## Written instruction:
Can you copy out every item below word for word, leaving out the pictures?
== Extracted material
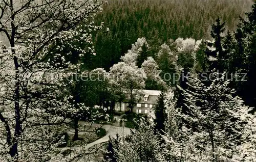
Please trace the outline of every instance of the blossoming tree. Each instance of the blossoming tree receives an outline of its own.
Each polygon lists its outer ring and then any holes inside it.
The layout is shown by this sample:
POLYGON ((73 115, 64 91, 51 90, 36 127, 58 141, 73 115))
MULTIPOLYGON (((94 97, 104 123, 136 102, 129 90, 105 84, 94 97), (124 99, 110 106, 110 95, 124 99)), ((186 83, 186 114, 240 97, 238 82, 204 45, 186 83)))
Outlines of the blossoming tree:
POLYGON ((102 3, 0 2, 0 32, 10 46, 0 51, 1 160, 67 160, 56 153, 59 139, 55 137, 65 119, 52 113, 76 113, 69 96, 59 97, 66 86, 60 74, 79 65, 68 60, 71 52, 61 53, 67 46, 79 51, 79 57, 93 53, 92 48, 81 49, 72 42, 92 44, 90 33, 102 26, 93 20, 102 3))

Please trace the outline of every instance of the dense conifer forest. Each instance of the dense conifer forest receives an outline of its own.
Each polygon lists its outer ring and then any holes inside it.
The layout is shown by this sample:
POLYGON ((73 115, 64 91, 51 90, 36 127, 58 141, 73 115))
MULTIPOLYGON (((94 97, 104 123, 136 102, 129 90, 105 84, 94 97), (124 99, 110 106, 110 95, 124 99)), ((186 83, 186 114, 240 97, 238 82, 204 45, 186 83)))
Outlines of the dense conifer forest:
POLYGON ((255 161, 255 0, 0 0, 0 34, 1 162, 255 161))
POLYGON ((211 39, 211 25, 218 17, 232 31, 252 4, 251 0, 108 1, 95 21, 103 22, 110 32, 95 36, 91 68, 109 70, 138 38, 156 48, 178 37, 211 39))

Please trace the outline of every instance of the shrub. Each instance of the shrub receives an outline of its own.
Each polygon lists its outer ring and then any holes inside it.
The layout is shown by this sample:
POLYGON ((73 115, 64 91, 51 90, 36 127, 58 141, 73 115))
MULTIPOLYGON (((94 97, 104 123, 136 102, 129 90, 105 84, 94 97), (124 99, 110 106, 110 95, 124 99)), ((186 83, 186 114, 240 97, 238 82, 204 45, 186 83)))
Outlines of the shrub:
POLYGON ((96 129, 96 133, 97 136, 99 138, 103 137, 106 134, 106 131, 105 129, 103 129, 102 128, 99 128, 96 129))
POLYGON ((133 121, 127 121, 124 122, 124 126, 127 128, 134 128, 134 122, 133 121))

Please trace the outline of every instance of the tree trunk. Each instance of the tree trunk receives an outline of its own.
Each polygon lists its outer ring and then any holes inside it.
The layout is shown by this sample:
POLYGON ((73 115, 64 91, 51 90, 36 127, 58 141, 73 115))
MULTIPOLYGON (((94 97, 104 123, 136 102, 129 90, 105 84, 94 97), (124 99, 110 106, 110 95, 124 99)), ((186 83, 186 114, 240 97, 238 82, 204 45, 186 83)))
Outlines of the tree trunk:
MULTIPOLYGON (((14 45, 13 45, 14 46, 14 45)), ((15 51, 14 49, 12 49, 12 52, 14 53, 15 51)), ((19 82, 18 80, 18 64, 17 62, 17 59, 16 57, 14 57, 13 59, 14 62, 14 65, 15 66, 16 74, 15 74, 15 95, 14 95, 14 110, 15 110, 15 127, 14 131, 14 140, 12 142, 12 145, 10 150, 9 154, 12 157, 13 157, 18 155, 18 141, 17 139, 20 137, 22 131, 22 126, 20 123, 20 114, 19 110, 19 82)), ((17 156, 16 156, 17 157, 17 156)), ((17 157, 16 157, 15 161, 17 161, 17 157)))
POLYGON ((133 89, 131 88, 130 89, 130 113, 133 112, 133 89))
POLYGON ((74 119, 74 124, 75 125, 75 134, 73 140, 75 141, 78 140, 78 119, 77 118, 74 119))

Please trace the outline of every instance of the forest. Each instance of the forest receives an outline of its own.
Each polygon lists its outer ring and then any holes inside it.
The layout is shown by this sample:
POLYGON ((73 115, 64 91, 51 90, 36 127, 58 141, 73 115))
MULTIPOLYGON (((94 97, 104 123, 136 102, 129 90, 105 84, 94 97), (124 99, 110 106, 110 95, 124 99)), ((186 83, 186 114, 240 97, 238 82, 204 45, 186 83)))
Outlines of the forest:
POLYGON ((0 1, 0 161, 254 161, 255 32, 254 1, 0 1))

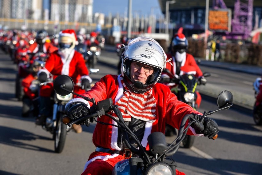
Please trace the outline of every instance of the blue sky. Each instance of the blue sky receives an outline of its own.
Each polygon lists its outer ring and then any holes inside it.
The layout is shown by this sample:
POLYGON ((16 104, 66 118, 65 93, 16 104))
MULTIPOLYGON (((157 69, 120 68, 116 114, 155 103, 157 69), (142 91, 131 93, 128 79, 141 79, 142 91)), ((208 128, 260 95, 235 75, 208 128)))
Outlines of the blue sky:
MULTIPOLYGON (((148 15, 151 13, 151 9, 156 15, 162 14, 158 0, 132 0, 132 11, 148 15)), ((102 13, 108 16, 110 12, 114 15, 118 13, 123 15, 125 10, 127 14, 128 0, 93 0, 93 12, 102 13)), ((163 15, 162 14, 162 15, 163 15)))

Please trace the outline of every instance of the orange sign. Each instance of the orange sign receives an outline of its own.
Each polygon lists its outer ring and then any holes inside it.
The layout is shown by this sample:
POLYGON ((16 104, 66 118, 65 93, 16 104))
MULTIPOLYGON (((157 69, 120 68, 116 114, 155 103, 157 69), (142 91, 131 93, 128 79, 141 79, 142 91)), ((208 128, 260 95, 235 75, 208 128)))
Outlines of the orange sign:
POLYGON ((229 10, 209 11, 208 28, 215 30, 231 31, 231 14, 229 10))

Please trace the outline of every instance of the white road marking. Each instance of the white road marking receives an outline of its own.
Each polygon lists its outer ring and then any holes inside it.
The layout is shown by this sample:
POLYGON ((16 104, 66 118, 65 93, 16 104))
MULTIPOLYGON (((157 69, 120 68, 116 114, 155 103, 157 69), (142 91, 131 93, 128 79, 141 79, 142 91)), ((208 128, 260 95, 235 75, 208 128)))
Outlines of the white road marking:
====
## Solved exercise:
Please trace the outline of every instance of the blossoming tree. Each instance of the blossoming tree receives an outline of its own.
Each polygon lists its outer ring and then any holes inside it.
The layout is shown by this sample:
POLYGON ((73 115, 64 91, 51 90, 36 127, 58 141, 73 115))
MULTIPOLYGON (((94 97, 104 123, 136 102, 129 90, 105 84, 94 97), (124 99, 110 106, 110 95, 124 99)), ((186 83, 186 114, 240 97, 238 82, 204 45, 186 83)))
Outlines of the blossoming tree:
POLYGON ((102 3, 0 2, 0 32, 10 46, 0 51, 1 160, 67 160, 56 153, 59 139, 55 137, 65 119, 52 113, 76 113, 69 96, 59 97, 66 86, 60 74, 79 65, 68 60, 71 52, 61 53, 67 46, 79 51, 79 57, 93 53, 92 48, 81 49, 72 42, 92 44, 90 33, 102 26, 93 20, 102 3))

Please trace the outline of every instance of the dense conifer forest. Each instance of the dense conifer forest receives an outline of its own.
Each polygon lists its outer ring and then any holes inside it.
The layout is shown by this sample:
POLYGON ((73 115, 64 91, 51 90, 36 127, 58 141, 73 115))
MULTIPOLYGON (((94 97, 104 123, 136 102, 129 90, 105 84, 94 97), (124 99, 110 106, 110 95, 124 99)), ((186 83, 186 114, 240 97, 238 82, 204 45, 186 83)))
Outlines of the dense conifer forest:
POLYGON ((255 161, 255 0, 0 0, 0 34, 1 162, 255 161))
POLYGON ((211 39, 211 25, 218 17, 232 31, 252 4, 251 0, 108 1, 95 21, 103 22, 110 32, 95 36, 91 68, 109 70, 138 38, 156 48, 178 37, 211 39))

Please trace the outline of every instance of the shrub. Each instance of the shrub receives an outline of its own.
Each polygon lists its outer ring and then any holes inside it.
The layout is shown by this sample:
POLYGON ((73 115, 64 91, 51 90, 36 127, 58 141, 73 115))
MULTIPOLYGON (((94 97, 104 123, 136 102, 129 90, 105 84, 94 97), (124 99, 110 106, 110 95, 124 99)), ((186 83, 186 114, 240 97, 238 82, 204 45, 186 83)))
Outlines of the shrub:
POLYGON ((96 129, 96 133, 97 136, 99 138, 103 137, 106 134, 106 131, 105 129, 103 129, 102 128, 99 128, 96 129))
POLYGON ((133 121, 127 121, 124 122, 124 126, 127 128, 134 128, 134 122, 133 121))

Please trace the outline of every instance of the tree trunk. Each instance of the tree trunk receives an outline of its own.
Each polygon lists its outer ring and then any holes inside it.
The layout is shown by this sample:
POLYGON ((73 115, 64 91, 51 90, 36 127, 58 141, 73 115))
MULTIPOLYGON (((94 97, 104 123, 136 102, 129 90, 105 84, 94 97), (124 99, 110 106, 110 95, 124 99)), ((186 83, 186 114, 240 97, 238 82, 204 45, 186 83)))
Outlines of the tree trunk:
MULTIPOLYGON (((14 45, 13 45, 14 46, 14 45)), ((15 51, 14 49, 12 49, 12 52, 14 53, 15 51)), ((19 82, 18 80, 18 64, 17 62, 17 59, 16 57, 14 57, 13 59, 14 62, 14 65, 15 66, 16 74, 15 74, 15 95, 14 95, 14 110, 15 110, 15 127, 14 131, 14 140, 12 142, 12 145, 10 150, 9 154, 12 157, 13 157, 18 155, 18 141, 17 139, 20 137, 22 131, 22 126, 20 123, 20 114, 19 110, 19 82)), ((17 156, 16 156, 17 157, 17 156)), ((17 157, 16 157, 15 161, 17 161, 17 157)))
POLYGON ((133 89, 131 88, 130 89, 130 113, 133 112, 133 89))
POLYGON ((74 119, 74 124, 75 125, 75 134, 73 140, 75 141, 78 140, 78 119, 77 118, 74 119))

Please trace the outline of every instance of the forest. Each instance of the forest receives an outline of its own.
Each polygon lists its outer ring and then any holes inside it.
The layout is shown by this sample:
POLYGON ((73 115, 64 91, 51 90, 36 127, 58 141, 73 115))
MULTIPOLYGON (((94 97, 104 123, 136 102, 129 90, 105 84, 94 97), (124 99, 110 106, 110 95, 124 99)), ((186 83, 186 114, 240 97, 238 82, 204 45, 186 83)))
Outlines of the forest:
POLYGON ((0 1, 0 161, 254 161, 255 32, 254 1, 0 1))

Please trace the outline of every instance of the blue sky. Each instance of the blue sky receives an outline of its own.
Each polygon lists its outer ring and then any holes inside it.
The layout is shown by this sample:
POLYGON ((16 104, 66 118, 65 93, 16 104))
MULTIPOLYGON (((157 69, 120 68, 116 114, 155 103, 157 69), (142 91, 131 93, 128 79, 141 79, 142 91)), ((208 128, 260 95, 235 75, 208 128)))
Outlines of the blue sky:
MULTIPOLYGON (((148 15, 151 13, 151 9, 156 15, 162 14, 158 0, 132 0, 132 11, 148 15)), ((102 13, 108 16, 110 12, 114 15, 118 13, 123 15, 125 10, 127 14, 128 0, 93 0, 93 12, 102 13)), ((163 15, 162 14, 162 15, 163 15)))

Please trace the outline of every instance of the orange sign. Each instance of the orange sign receives an outline of its own.
Each polygon lists its outer ring and then any holes inside it.
The layout is shown by this sample:
POLYGON ((16 104, 66 118, 65 93, 16 104))
MULTIPOLYGON (((157 69, 120 68, 116 114, 155 103, 157 69), (142 91, 131 93, 128 79, 141 79, 142 91)), ((208 128, 260 95, 235 75, 208 128)))
Outlines of the orange sign:
POLYGON ((229 10, 209 11, 208 28, 215 30, 231 31, 231 14, 229 10))

Please trace the outline of every instance of the white road marking. Each instance of the white road marking receives an outline of its own.
Each polygon lists its outer ring and then any holes inside it.
The layout is shown by this sample:
POLYGON ((16 104, 66 118, 65 93, 16 104))
MULTIPOLYGON (((157 69, 120 68, 116 114, 155 103, 157 69), (142 91, 131 93, 128 79, 141 79, 142 91)), ((208 128, 260 95, 235 75, 208 128)))
Outlines of the white road marking:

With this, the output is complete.